- **What is needed**:
Tally how many lines of the records below contain the string "white", treating case as significant. Give only the number.

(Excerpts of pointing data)
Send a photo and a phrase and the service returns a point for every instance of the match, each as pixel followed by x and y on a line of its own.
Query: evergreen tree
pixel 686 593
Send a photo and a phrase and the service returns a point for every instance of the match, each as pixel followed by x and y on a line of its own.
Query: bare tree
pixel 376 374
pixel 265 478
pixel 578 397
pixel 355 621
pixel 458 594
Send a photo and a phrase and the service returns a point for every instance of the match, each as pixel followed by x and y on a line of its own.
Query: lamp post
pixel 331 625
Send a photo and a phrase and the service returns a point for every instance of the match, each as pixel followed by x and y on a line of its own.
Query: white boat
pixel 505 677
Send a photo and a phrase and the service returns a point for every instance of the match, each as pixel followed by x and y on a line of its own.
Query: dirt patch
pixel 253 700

==

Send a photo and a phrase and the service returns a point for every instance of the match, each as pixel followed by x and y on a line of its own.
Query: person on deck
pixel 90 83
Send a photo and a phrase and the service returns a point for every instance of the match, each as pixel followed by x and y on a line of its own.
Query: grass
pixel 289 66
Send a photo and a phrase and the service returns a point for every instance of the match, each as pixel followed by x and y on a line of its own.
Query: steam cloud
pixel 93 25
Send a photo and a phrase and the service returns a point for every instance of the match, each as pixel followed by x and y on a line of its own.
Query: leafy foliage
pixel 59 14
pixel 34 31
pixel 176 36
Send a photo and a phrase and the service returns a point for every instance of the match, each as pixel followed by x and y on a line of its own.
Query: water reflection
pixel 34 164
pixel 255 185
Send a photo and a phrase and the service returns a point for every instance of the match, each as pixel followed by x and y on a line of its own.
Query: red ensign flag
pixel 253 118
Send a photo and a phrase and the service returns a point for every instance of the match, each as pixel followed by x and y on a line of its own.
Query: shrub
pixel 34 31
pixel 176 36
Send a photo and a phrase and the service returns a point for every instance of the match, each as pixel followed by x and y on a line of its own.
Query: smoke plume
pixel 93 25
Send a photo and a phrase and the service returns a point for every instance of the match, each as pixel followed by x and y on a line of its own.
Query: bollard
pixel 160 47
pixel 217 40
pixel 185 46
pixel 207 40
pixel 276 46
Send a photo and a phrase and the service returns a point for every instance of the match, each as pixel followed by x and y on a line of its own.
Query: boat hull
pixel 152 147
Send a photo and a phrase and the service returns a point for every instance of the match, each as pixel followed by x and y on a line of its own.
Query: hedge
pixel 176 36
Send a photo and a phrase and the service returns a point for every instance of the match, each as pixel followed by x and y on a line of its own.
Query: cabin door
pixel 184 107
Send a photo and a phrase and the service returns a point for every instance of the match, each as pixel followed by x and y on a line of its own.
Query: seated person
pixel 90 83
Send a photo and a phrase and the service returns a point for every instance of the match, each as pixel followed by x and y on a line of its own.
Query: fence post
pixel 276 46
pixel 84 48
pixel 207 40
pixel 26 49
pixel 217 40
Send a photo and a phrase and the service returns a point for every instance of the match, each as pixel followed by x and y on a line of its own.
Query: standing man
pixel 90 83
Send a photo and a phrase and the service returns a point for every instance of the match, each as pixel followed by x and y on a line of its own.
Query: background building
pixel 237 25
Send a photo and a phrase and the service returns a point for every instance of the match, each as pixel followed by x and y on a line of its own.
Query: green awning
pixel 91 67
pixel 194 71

==

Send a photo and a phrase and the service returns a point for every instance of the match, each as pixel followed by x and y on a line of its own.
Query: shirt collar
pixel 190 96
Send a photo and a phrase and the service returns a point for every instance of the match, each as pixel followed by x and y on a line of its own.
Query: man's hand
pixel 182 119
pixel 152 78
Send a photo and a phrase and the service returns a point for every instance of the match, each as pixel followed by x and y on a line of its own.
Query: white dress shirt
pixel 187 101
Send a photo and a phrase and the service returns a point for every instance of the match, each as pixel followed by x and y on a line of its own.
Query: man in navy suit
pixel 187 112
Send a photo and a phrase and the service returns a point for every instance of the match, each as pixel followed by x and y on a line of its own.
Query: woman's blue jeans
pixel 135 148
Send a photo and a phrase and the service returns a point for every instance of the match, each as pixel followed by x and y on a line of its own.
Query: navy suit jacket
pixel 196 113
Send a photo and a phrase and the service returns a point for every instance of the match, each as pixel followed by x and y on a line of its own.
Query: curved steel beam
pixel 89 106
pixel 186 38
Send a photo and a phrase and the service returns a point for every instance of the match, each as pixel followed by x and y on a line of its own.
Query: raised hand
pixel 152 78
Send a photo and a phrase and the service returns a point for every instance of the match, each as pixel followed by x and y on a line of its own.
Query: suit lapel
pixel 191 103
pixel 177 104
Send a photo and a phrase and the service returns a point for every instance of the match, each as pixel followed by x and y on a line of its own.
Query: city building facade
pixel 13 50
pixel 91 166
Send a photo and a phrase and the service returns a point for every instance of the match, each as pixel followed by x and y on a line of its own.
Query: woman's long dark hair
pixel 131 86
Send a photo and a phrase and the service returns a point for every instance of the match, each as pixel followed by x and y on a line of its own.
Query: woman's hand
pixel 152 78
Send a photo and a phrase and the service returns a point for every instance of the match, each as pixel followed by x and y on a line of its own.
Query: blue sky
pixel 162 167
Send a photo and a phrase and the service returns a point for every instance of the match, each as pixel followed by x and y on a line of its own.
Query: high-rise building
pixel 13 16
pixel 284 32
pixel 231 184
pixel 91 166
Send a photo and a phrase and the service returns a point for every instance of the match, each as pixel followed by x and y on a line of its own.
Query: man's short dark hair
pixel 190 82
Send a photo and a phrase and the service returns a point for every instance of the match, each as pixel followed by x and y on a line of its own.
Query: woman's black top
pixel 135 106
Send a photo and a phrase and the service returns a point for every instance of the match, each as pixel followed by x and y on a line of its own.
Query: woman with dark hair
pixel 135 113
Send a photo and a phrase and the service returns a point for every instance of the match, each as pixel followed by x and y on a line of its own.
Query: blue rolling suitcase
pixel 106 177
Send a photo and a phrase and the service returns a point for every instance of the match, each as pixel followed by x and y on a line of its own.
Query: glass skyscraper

- **Problem solution**:
2